- [REQUIREMENT]: Render these lines as a numbered list, leaving out any blank lines.

- [THE INPUT]:
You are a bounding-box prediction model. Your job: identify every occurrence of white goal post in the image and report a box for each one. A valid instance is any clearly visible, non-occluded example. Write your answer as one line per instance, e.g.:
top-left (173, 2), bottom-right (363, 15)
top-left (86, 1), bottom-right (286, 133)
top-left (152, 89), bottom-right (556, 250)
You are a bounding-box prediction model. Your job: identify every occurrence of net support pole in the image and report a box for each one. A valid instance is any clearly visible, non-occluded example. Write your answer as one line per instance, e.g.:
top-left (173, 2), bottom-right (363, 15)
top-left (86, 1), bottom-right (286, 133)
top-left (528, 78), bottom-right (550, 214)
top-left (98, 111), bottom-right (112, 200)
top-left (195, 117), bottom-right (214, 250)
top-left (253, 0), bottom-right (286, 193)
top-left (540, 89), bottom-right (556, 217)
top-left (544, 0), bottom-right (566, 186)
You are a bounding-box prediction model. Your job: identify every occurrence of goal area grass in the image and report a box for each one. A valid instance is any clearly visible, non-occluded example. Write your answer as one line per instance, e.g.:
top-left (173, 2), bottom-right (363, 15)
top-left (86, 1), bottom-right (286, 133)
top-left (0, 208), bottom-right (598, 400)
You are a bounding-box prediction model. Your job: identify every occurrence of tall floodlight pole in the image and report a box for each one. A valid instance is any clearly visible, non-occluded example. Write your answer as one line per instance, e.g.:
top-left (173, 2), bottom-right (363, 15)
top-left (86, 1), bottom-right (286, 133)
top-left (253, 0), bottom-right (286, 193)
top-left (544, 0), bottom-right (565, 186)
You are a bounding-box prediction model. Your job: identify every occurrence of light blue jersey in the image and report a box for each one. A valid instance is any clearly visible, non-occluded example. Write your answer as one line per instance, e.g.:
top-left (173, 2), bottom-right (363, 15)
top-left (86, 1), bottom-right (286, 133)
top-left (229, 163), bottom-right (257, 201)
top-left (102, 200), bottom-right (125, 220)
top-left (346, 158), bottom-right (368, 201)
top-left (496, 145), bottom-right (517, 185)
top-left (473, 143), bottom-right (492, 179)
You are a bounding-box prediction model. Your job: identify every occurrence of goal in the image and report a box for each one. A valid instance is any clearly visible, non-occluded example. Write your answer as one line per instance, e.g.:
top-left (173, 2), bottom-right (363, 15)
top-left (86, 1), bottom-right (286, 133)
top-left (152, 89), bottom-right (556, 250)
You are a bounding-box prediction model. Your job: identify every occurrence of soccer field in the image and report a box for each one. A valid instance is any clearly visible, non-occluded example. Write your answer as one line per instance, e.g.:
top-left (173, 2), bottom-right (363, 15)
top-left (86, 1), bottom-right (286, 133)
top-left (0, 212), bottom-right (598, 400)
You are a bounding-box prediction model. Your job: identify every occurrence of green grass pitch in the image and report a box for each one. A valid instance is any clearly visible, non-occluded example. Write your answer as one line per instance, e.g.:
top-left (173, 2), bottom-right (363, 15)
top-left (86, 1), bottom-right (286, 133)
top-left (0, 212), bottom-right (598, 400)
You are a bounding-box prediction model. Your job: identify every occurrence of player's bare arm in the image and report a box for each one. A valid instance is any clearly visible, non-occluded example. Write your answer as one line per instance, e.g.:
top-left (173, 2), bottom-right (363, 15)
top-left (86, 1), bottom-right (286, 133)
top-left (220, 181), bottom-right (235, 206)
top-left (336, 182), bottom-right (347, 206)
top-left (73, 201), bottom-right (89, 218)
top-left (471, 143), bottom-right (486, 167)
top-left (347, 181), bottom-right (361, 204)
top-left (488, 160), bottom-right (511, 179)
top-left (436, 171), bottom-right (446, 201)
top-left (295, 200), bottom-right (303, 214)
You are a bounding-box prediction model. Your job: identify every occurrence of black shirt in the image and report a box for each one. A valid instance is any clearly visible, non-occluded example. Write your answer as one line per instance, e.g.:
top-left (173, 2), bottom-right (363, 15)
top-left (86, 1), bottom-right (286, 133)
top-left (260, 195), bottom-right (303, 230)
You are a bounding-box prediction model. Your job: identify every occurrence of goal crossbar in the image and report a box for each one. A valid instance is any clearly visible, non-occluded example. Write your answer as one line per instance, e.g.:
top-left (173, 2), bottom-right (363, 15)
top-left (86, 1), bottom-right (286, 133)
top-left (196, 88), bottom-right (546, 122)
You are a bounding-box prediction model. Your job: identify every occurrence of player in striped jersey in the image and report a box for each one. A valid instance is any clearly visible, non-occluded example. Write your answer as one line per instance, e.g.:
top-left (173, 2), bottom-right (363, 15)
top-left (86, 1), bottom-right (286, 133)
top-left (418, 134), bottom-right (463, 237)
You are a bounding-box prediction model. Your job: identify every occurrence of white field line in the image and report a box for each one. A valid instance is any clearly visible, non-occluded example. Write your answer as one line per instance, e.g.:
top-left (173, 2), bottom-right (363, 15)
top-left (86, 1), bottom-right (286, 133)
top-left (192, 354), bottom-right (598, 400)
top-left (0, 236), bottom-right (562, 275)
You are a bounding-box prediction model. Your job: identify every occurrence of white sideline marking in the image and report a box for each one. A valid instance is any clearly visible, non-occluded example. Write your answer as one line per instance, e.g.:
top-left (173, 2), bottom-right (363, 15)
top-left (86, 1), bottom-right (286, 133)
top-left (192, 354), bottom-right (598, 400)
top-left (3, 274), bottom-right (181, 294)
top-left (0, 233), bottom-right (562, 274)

- [RESULT OF THE TASK]:
1. You are a bounding-box prediction model. Your job: identify every occurrence of white goal post in the image and report a box for each one. A valid instance is any clearly visible, non-occluded example. Write your answer as one line per instance, e.g.:
2. top-left (173, 2), bottom-right (363, 15)
3. top-left (86, 1), bottom-right (286, 133)
4. top-left (152, 89), bottom-right (556, 250)
5. You are a bounding-box prediction model. Your job: identify every occurrence of net support pole in the image and report a box for each one. A valid instance is any clearly visible, non-occluded example. Write your answer as one line per instance, e.g.:
6. top-left (173, 2), bottom-right (363, 15)
7. top-left (86, 1), bottom-right (286, 133)
8. top-left (528, 78), bottom-right (550, 214)
9. top-left (98, 111), bottom-right (112, 200)
10. top-left (195, 117), bottom-right (214, 250)
11. top-left (253, 0), bottom-right (286, 193)
12. top-left (540, 89), bottom-right (556, 217)
13. top-left (544, 0), bottom-right (566, 186)
14. You are a bounding-box prediction model. Your job: identify every occurrence of goal area grass in the image and report a box for each one. A valid instance is any clearly visible, non-occluded example. Write your answer as one line per instance, e.g.:
15. top-left (173, 2), bottom-right (363, 15)
16. top-left (86, 1), bottom-right (286, 133)
17. top-left (0, 208), bottom-right (598, 400)
18. You are a bounding-box prediction model. Your job: identify every occurrence of tall floodlight pole in the image and report a box for each one. A valid instance is any clearly visible, non-occluded example. Write your answer as one line per instance, e.g.:
19. top-left (173, 2), bottom-right (363, 15)
20. top-left (86, 1), bottom-right (286, 133)
21. top-left (253, 0), bottom-right (286, 193)
22. top-left (544, 0), bottom-right (565, 186)
23. You are a bounding-box prediction model. Your job: identify every occurrence of light blue jersey in the image and report a box for each one. A valid instance is any clearly visible, non-occluded example. Write your answer as one line per instance, e.g.:
24. top-left (173, 2), bottom-right (363, 15)
25. top-left (86, 1), bottom-right (286, 133)
26. top-left (229, 163), bottom-right (257, 201)
27. top-left (102, 200), bottom-right (125, 220)
28. top-left (346, 158), bottom-right (368, 201)
29. top-left (496, 145), bottom-right (517, 185)
30. top-left (473, 143), bottom-right (492, 179)
31. You are a bounding-box prediction model. Your job: identify every occurrence of goal in the image and report a box for each one. A valid instance is any clearly visible, non-occluded example. Write your answer as one line per instance, e.g.:
32. top-left (173, 2), bottom-right (363, 15)
33. top-left (86, 1), bottom-right (286, 133)
34. top-left (152, 89), bottom-right (556, 250)
35. You are a bounding-box prediction model. Your job: identify every occurrence of soccer field in the image and report a box for each one. A valid instance is any clearly visible, non-occluded example. Write your answer as one line per instance, e.g.:
36. top-left (173, 2), bottom-right (363, 15)
37. top-left (86, 1), bottom-right (286, 133)
38. top-left (0, 212), bottom-right (598, 400)
39. You are a bounding-box prediction model. Your job: identify every occurrence of green grass pitch in the image and report a box for each one. A valid instance is any clearly visible, non-occluded example. Write your answer as one line per instance, e.g.:
40. top-left (173, 2), bottom-right (363, 15)
41. top-left (86, 1), bottom-right (286, 133)
42. top-left (0, 212), bottom-right (598, 400)
43. You are a bounding-box prediction model. Your job: identify every occurrence of player's bare arm in the image and report a box for each one. A valid instance is any clearly visible, non-occluded example. Write your answer as one line per instance, e.g.:
44. top-left (173, 2), bottom-right (363, 15)
45. top-left (86, 1), bottom-right (286, 133)
46. top-left (220, 181), bottom-right (235, 206)
47. top-left (336, 182), bottom-right (347, 206)
48. top-left (73, 201), bottom-right (89, 218)
49. top-left (471, 143), bottom-right (486, 167)
50. top-left (347, 181), bottom-right (361, 204)
51. top-left (488, 160), bottom-right (511, 179)
52. top-left (436, 171), bottom-right (446, 201)
53. top-left (295, 200), bottom-right (303, 214)
54. You are a bounding-box prediction model. Your job: identify every occurrence of black shirt in the image and report a box for each one. A valid instance is any clearly visible, non-occluded example. Write your answer as one line per instance, e.g.:
55. top-left (173, 2), bottom-right (363, 15)
56. top-left (86, 1), bottom-right (286, 133)
57. top-left (260, 195), bottom-right (303, 230)
58. You are a bounding-box prediction model. Your job: identify every occurrence of goal crossbar in the image and report a box for each one. A valid instance is any clearly visible, non-occluded example. Write your answer as one line per instance, e.g.:
59. top-left (173, 2), bottom-right (363, 15)
60. top-left (86, 1), bottom-right (286, 133)
61. top-left (196, 88), bottom-right (546, 122)
62. You are a bounding-box prediction model. Your job: identify every occurrence of player in striped jersey in the image and report a box for each one. A valid instance is any clearly visible, non-occluded example. Write your answer as one line per instance, e.g.:
63. top-left (173, 2), bottom-right (363, 15)
64. top-left (86, 1), bottom-right (286, 133)
65. top-left (418, 134), bottom-right (463, 237)
66. You are a bounding-box prediction model. Your job: identify every occurrence of white field line in the image and report a box for each one. A valid instance is any clearly visible, non-occluded example. Write your answer as one line per instance, e.g.:
67. top-left (173, 2), bottom-right (363, 15)
68. top-left (86, 1), bottom-right (286, 133)
69. top-left (192, 354), bottom-right (598, 400)
70. top-left (0, 236), bottom-right (562, 275)
71. You are a bounding-box prediction model. Your job: identify every occurrence of white sideline marking in the image and report a box for each one. A valid instance is any clearly visible, non-occluded example. Write your answer as one line per instance, e.g.:
72. top-left (173, 2), bottom-right (363, 15)
73. top-left (86, 1), bottom-right (286, 133)
74. top-left (192, 354), bottom-right (598, 400)
75. top-left (3, 274), bottom-right (181, 294)
76. top-left (0, 233), bottom-right (562, 274)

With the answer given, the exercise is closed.